======== Seçilen metin
Bunlar; “… ‘70’lerde, ben teknik üniversitedeyken öğrenciler olaylara çatapat atarmış gibi dinamit atarlardı,”[22] diyen OP’un, satır arası itirafları değil mi?

Sonrasını Ayşenur Arslan’ın satırlarına bırakıyorum:

“Şaka, kinaye falan değil. Girin arama motoruna. Haber karşınıza çıkıyor.

Haber, (elbette) ‘Nobel ödüllü yazar’ diye başlıyor. Ne yapmış o Nobel ödüllü yazar diye okuyorsunuz. Meğer son kitabı ‘Kırmızı Saçlı Kadın’ın imza günü için Adana’ya gitmiş. Orada ‘hayranları’ ve gazetecilerle konuşmuş. Daha doğrusu konuşmamış da, Zaman’a kayyum atanmasına ve son gelişmelere dair sorular gelince,

‘Yeterince siyaset konuştum. Gazetelerde var. Ne düşündüğümü biliyorsunuz zaten. Her gelişmeye maydanoz olmayacağımı söylemiştim’

Demiş! Hangi gelişmeye maydanoz olacak, hangisine olmayacak pek anlayamadım doğrusu.
================
======== Çıkarılan veriler
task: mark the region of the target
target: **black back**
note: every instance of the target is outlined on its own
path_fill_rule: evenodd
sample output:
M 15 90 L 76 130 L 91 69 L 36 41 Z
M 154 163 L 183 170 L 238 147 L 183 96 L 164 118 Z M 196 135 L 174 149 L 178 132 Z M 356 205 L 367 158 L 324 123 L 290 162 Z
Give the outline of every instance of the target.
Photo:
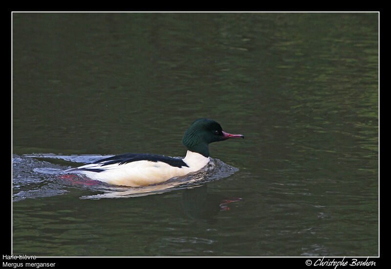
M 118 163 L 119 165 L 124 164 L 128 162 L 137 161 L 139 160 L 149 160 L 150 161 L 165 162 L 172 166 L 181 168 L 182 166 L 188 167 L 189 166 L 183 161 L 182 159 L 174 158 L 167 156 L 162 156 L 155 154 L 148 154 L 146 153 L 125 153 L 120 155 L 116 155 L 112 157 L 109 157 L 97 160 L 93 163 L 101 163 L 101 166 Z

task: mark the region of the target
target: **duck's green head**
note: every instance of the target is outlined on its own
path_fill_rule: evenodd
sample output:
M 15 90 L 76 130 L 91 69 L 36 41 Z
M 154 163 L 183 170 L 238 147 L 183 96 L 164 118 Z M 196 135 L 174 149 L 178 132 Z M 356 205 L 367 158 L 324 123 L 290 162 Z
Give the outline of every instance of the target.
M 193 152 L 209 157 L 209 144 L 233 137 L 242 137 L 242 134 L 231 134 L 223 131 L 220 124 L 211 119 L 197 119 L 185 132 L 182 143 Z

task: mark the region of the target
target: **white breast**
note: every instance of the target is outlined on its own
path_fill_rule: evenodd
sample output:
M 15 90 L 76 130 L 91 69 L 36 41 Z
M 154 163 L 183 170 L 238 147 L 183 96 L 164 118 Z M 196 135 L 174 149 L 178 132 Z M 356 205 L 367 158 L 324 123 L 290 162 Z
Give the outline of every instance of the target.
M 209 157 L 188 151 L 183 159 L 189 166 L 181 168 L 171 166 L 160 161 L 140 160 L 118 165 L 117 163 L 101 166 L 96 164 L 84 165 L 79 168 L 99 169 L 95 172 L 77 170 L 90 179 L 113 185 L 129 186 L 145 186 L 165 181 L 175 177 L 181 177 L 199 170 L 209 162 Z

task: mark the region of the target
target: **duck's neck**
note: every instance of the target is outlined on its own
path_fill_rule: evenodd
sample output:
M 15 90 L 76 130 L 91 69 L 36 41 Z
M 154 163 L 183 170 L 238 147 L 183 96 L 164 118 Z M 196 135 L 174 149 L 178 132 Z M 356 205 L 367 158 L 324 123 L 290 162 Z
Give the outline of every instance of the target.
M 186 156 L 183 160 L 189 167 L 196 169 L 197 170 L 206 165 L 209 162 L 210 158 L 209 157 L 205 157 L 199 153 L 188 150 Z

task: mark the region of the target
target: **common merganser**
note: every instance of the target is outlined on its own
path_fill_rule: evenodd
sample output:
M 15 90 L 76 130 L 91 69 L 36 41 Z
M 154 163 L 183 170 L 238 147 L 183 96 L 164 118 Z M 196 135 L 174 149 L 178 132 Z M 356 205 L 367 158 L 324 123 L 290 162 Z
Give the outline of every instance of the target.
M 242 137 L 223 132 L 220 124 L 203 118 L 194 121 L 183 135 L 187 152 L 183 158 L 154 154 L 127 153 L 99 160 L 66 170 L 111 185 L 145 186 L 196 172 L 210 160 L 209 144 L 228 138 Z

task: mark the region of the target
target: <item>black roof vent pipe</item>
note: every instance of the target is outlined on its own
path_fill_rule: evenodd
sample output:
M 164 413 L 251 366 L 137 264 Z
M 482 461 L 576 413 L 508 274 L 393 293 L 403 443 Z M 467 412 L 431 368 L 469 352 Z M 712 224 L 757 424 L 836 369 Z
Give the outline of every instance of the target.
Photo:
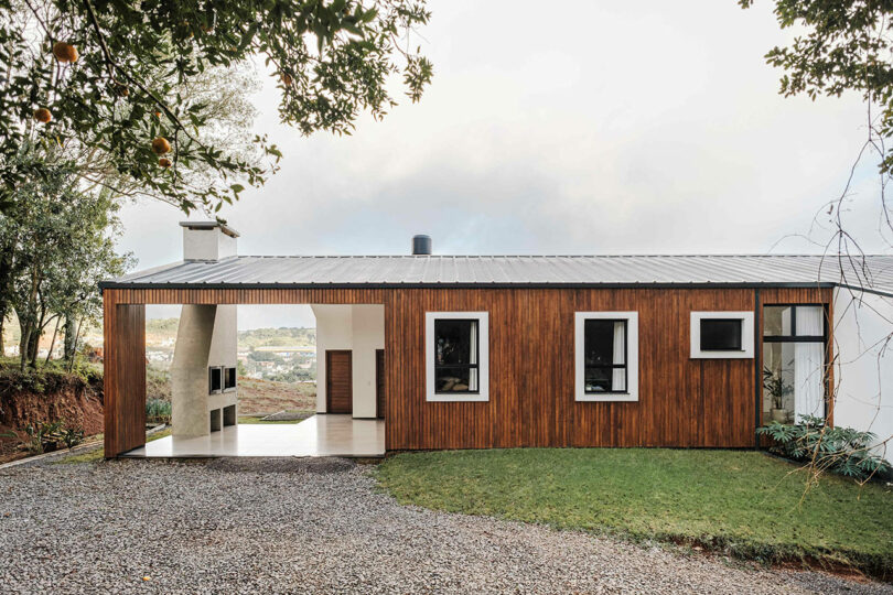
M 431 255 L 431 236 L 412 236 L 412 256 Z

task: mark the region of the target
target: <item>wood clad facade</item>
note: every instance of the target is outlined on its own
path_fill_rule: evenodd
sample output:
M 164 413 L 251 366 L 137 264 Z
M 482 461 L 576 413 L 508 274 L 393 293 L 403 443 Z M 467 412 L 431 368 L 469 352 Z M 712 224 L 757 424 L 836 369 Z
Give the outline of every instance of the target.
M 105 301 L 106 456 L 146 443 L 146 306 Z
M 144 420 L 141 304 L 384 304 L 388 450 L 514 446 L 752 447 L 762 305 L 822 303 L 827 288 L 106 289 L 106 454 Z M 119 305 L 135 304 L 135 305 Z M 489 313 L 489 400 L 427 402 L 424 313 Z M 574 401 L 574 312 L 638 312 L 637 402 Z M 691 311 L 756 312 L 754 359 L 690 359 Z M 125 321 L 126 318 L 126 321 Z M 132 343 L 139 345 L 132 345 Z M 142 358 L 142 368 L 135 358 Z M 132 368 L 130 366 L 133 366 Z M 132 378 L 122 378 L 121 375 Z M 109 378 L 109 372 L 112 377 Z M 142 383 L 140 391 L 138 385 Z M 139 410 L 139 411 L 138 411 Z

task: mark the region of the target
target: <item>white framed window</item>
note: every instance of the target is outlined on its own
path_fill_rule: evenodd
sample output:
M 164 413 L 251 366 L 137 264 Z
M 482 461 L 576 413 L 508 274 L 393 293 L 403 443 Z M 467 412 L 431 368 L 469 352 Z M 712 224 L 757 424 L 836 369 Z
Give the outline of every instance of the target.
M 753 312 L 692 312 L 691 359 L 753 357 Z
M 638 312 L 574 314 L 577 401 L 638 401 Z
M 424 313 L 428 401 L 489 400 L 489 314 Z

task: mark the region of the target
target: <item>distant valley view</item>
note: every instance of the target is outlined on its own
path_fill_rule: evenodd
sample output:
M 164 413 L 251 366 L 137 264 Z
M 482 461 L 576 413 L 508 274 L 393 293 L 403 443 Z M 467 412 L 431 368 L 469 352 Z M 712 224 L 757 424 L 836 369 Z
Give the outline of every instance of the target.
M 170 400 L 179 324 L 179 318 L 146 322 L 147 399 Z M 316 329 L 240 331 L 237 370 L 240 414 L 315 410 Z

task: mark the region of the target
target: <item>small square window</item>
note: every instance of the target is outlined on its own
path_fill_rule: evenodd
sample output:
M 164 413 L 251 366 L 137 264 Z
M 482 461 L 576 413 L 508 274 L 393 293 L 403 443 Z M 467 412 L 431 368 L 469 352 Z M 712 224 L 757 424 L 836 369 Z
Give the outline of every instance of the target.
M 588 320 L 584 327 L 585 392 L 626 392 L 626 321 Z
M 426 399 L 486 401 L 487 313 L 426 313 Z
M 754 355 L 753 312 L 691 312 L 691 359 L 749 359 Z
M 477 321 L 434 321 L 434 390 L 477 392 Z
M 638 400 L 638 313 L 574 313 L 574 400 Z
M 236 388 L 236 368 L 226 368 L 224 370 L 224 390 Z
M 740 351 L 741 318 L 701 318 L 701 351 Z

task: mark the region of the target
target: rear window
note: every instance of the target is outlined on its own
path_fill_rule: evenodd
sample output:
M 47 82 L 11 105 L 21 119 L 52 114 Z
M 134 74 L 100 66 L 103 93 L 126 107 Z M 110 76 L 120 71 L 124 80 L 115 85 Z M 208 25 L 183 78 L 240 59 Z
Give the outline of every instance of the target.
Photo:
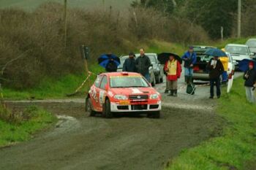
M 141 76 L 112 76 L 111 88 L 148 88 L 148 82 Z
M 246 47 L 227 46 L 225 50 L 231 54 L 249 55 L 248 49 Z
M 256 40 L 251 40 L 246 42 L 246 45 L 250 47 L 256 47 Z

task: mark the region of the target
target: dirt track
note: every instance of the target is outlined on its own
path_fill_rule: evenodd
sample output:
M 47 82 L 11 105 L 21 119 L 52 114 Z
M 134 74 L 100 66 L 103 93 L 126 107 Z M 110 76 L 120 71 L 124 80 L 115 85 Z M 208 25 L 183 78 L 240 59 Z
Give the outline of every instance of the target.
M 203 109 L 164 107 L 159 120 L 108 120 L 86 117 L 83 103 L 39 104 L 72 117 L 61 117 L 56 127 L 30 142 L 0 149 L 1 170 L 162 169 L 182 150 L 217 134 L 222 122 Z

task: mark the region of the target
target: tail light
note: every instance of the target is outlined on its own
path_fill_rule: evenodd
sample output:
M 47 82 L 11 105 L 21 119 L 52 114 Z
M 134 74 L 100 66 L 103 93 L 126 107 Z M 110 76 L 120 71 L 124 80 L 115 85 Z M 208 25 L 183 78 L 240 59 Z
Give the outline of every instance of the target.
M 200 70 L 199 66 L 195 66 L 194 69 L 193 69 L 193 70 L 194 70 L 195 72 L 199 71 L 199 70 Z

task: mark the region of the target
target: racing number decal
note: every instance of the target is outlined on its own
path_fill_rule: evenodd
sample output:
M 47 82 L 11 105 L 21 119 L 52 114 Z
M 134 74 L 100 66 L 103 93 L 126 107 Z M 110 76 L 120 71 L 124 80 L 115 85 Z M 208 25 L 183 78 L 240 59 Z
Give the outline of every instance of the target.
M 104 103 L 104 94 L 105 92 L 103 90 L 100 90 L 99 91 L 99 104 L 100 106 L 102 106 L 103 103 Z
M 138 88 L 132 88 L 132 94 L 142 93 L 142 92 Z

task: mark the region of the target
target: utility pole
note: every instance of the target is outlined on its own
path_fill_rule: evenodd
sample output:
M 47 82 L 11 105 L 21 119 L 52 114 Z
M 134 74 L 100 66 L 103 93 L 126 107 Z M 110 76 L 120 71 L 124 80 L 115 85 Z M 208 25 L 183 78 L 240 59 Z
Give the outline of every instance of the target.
================
## Yapılacak görevler
a - Kayıtları en baştan başlayıp "M 118 163 L" içeren satırı da alarak bitecek şekilde, her satır bir dize olmak üzere bir JSON listesine dönüştür; boş satırları ve resimleri listeye alma.
b - Nobel ödüllü yazarın Adana'daki imza gününü anlatan metni son cümlesinden sonra devam ettir.
Metin ile kayıtlar birbirinden farklı kaynaklardan alınmıştır.

## Görev sonuçları
a -
[
  "task: mark the region of the target",
  "target: **black back**",
  "note: every instance of the target is outlined on its own",
  "path_fill_rule: evenodd",
  "sample output:",
  "M 15 90 L 76 130 L 91 69 L 36 41 Z",
  "M 154 163 L 183 170 L 238 147 L 183 96 L 164 118 Z M 196 135 L 174 149 L 178 132 Z M 356 205 L 367 158 L 324 123 L 290 162 Z",
  "Give the outline of every instance of the target.",
  "Photo:",
  "M 118 163 L 119 165 L 124 164 L 128 162 L 137 161 L 139 160 L 149 160 L 150 161 L 165 162 L 172 166 L 181 168 L 182 166 L 188 167 L 189 166 L 183 161 L 182 159 L 174 158 L 167 156 L 162 156 L 155 154 L 148 154 L 146 153 L 125 153 L 120 155 L 116 155 L 112 157 L 109 157 L 97 160 L 93 163 L 101 163 L 101 166 Z"
]

b -
Öyle ya! Daha birkaç hafta önce ‘düşünce özgürlüğü, basın özgürlüğü, üniversite özerkliği ve kuvvetler ayrımına dayanan demokrasi artık yavaş yavaş sona eriyor diye korkuyorum’ dememiş miydi!”[23]

Akif Beki’den bir şey daha: “2015 Aydın Doğan Roman Ödülü’nü almak için kürsüye gelen Orhan Pamuk, teşekkür konuşmasıyla kafamdaki kurguyu büsbütün bozmasın mı! Hiç ummazdım, sürpriz bir ‘yeni Türkiye’ güzellemesi yaptı. Açıktan açığa. Tabii güzelleme yapmak kastıyla değil ve bir kez bile ‘yeni Türkiye’ demeden”![24]

OP’un “liberal sol”cu tutum(suzluğ)una ilişkin olarak, Ahmet Hakan, “… ‘Derin bir hayal kırıklığı yaşıyorum’ diyen Orhan Pamuk’u, ‘Hayallere o kadar fazla dalmasaydın yaşadığın hayal kırıklığı bu kadar derin olmazdı’ diye terslemek istiyorum,”[25] notunu düşerken “Pamuk’un Siyasi Kodları”nı en iyi Murat Erdin’in şu satırları özetler:

“Ona göre ‘siyasetin aşırısında yapmacıklı bir şey vardır… Kafasındaki siyasi kodları tıpkı öncekilerde olduğu gibi bu romanına da tek tek işlemiş. Pamuk’un dünyasında özgürlük, bireycilik, ifade özgürlüğü ve demokrasi var. Belki de ‘siyaset yapıyor’ diye eleştirilmesinin temelinde bu vardır.”[26]

O hâlde OP’un, yazınında da yaptığı siyaset bunun ötesinde değildir. Çünkü…

‘Rossiyskaya Gazeta’ gazetesine, 1917 Bolşevik Devrimi lideri ve SSCB kurucusu Vladimir Lenin’e saygı duyduğunu, fakat Onun insanları öldürmeye gönderdiğini, bu yüzden de eleştirdiğini söyleyen OP, “Kendisini Avrupalı olarak gördüğünü” de vurgulamadan[27] geçmezken; ufkunun “liberal sol”culukla sınırlı olduğunun da altını çiziyordu.

“O da ne” mi?

Siyasal liberalizmi temel dayanaklarından biri yapan “sol”a, “liberal sol” denir. Çoğunlukla “post-modernist”tirler; “demokratikleşme” gibi konuları ve AB penceresinden irdelerler. Bu nedenle de, “liberal” ve “sol” sözcüklerinde dengenin “liberal” tarafındadırlar.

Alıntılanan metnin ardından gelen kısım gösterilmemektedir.